Set down, word for word, everything in the Norooz passage from "On March 20th, the" down to "the new year.".

*PASSAGE*

----

I used to absolutely hate fish as a child. While I was typically a good eater, I would not so much as touch fish. On ordinary days, it was not much of a problem: Not so many Iranian dishes are based on seafood, since only two small parts of the cat-shaped country at the north and south touch the sea. But on Norooz, the Iranian celebration that marks the beginning of the new year on the first day of spring, my fish-hating habit meant disaster.
On March 20th, the last day of the year, Iranians around the world will eat Sabzi Polo ba Mahi, a fragrant pilaf with herbs (like chives, parsley, dill, cilantro, fenugreek) and sometimes fresh garlic, served alongside fish. The type of fish and its exact preparation varies from region to region and among families. In the northern parts of Iran, the Caspian White Fish is a renowned favorite, while in the south, fish come from the Persian Gulf and strong flavors like tamarind are added.
Back in my childhood days, I ended up eating my herby pilaf with a sad frittata, hastily made by my fed-up mom who had lost hope of feeding me the precious fish. It wasn’t exactly the most propitious start of the new year.
This is how the story of how I recreate recipes and rituals of Norouz in Rome begins in an article commissioned for Food52. Please read the whole story here and tell me what you think.

----

*RECORDS*
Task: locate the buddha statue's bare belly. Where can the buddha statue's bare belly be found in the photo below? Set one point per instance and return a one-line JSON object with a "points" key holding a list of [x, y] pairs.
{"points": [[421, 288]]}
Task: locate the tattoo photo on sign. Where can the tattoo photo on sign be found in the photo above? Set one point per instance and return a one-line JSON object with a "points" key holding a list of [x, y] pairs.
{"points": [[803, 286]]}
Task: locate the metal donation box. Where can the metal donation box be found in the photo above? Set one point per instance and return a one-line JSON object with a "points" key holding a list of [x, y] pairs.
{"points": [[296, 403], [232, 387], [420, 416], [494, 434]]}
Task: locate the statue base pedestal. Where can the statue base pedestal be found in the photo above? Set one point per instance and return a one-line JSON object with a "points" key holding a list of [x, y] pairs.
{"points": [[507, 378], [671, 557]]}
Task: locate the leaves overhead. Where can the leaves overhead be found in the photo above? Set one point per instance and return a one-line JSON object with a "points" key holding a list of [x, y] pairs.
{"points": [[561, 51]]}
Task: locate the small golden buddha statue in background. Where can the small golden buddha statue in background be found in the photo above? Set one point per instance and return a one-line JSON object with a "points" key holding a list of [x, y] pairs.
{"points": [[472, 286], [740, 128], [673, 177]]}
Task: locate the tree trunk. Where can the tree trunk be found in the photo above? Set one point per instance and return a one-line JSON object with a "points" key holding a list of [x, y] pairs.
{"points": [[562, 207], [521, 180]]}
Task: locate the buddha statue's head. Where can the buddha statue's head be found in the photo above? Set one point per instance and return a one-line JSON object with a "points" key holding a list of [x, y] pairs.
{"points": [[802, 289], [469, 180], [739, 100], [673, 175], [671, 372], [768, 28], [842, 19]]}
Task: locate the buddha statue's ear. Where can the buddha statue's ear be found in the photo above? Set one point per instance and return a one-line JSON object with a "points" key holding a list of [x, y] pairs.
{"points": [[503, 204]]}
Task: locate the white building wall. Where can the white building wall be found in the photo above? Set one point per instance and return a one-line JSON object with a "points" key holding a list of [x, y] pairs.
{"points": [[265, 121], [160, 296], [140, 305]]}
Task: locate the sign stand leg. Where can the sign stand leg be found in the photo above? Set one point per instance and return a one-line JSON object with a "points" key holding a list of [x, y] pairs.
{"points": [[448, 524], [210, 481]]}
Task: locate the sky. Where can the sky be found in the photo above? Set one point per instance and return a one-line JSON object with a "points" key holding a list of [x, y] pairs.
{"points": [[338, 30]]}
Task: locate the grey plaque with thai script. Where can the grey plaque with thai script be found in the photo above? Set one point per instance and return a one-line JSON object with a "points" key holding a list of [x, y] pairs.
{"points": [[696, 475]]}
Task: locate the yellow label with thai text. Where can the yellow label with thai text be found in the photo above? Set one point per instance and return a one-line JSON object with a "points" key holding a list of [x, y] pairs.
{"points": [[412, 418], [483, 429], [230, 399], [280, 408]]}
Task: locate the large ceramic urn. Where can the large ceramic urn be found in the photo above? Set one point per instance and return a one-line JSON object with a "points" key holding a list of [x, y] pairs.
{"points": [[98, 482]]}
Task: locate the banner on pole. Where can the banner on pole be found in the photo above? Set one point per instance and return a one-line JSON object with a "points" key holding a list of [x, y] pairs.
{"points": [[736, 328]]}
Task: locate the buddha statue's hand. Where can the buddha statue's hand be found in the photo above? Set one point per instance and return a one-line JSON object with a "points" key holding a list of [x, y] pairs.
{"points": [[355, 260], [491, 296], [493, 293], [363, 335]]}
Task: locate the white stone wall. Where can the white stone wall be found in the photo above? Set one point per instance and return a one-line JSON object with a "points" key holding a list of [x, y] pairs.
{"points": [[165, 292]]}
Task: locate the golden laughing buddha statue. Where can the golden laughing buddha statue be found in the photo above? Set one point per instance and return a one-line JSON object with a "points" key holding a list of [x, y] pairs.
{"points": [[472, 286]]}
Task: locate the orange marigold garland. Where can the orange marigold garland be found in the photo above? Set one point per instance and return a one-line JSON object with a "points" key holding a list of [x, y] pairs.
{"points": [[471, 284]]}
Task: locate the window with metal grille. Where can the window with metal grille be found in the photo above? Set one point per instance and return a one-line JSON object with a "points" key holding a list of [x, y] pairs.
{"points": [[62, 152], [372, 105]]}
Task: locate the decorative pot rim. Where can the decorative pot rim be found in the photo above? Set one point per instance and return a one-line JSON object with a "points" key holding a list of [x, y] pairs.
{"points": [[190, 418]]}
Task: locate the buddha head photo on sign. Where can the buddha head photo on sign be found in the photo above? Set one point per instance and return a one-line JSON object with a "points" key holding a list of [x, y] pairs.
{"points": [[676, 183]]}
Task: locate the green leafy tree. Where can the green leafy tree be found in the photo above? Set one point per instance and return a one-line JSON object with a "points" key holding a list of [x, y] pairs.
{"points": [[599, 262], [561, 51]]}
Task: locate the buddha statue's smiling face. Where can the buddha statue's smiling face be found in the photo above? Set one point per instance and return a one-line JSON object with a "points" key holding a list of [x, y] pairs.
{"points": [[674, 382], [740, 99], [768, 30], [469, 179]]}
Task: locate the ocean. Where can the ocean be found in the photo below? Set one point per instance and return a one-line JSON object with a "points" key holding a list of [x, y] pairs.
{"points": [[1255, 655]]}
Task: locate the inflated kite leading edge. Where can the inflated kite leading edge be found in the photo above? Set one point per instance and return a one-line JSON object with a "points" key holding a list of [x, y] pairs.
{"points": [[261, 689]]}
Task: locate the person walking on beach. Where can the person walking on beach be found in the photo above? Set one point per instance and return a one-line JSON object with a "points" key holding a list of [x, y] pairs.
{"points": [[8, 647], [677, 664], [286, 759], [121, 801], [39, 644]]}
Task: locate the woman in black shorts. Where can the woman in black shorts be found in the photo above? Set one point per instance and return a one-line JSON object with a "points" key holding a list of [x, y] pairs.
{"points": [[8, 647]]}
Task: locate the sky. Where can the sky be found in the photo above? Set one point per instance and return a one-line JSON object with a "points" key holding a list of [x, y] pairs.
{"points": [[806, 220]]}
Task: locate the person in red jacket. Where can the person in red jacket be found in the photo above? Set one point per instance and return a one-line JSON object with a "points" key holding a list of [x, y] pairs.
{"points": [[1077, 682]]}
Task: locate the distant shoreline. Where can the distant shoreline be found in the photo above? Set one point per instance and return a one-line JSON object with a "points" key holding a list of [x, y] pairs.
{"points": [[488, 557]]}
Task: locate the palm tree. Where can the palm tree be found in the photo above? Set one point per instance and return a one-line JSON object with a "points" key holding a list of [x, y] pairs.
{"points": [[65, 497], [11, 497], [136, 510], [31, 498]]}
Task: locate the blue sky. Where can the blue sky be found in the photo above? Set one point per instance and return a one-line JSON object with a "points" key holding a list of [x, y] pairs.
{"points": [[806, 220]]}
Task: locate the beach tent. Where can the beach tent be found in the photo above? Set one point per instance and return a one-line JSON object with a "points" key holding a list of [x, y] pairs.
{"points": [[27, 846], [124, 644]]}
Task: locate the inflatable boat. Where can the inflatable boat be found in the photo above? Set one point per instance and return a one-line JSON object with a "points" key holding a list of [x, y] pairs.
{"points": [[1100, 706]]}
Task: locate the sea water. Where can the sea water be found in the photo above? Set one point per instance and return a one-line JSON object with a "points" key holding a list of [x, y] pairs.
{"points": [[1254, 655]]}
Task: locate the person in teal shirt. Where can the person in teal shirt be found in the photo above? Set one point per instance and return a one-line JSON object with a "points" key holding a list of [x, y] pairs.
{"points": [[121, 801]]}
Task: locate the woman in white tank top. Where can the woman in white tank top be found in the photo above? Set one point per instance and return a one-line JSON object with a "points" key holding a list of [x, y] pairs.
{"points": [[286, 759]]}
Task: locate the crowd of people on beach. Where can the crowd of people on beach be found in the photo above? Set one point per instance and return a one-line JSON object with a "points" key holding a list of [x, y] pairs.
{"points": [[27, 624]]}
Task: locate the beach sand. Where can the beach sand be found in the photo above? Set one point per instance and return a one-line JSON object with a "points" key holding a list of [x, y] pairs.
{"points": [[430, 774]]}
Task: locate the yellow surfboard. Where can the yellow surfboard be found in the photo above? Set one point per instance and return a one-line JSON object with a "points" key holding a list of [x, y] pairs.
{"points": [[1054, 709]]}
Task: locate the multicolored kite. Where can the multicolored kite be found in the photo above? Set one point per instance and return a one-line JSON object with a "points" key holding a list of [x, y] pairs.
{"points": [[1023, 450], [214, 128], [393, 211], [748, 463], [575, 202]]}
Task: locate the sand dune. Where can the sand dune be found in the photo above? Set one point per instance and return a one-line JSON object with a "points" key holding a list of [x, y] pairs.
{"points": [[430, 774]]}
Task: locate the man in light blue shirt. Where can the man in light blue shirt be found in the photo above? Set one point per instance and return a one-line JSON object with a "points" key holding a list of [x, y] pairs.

----

*OUTPUT FOR THIS TASK*
On March 20th, the last day of the year, Iranians around the world will eat Sabzi Polo ba Mahi, a fragrant pilaf with herbs (like chives, parsley, dill, cilantro, fenugreek) and sometimes fresh garlic, served alongside fish. The type of fish and its exact preparation varies from region to region and among families. In the northern parts of Iran, the Caspian White Fish is a renowned favorite, while in the south, fish come from the Persian Gulf and strong flavors like tamarind are added.
Back in my childhood days, I ended up eating my herby pilaf with a sad frittata, hastily made by my fed-up mom who had lost hope of feeding me the precious fish. It wasn’t exactly the most propitious start of the new year.